▶ YOUR OBJECTIVE: Select each line of the data below that contains the string "target", and copy those lines.

Region labeling items:
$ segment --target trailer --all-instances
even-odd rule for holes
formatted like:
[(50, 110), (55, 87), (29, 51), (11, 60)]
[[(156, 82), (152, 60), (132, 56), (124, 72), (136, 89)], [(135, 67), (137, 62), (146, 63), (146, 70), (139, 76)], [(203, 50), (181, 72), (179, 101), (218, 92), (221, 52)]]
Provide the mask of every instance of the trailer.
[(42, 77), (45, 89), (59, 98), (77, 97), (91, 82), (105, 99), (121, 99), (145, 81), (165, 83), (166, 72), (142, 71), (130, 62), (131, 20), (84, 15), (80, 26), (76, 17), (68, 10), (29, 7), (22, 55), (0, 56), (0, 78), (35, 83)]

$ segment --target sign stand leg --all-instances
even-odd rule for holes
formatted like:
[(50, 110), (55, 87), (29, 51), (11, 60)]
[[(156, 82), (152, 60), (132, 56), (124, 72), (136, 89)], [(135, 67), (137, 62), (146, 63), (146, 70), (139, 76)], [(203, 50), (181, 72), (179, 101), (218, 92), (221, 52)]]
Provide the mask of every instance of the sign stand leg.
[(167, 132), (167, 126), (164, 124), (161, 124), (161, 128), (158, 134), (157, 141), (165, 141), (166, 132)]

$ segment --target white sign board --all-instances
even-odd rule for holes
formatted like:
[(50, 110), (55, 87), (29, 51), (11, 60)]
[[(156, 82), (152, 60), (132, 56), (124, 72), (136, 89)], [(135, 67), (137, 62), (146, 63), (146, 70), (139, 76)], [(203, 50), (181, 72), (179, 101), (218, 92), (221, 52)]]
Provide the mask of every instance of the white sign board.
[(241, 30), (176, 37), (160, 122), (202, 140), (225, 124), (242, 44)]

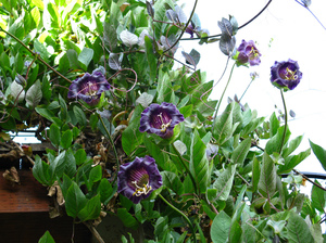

▶ WRITTEN RESPONSE:
$ segment --target trailer --all-instances
$ segment --target sign stand leg --all-instances
$ segment --target white sign board --all-instances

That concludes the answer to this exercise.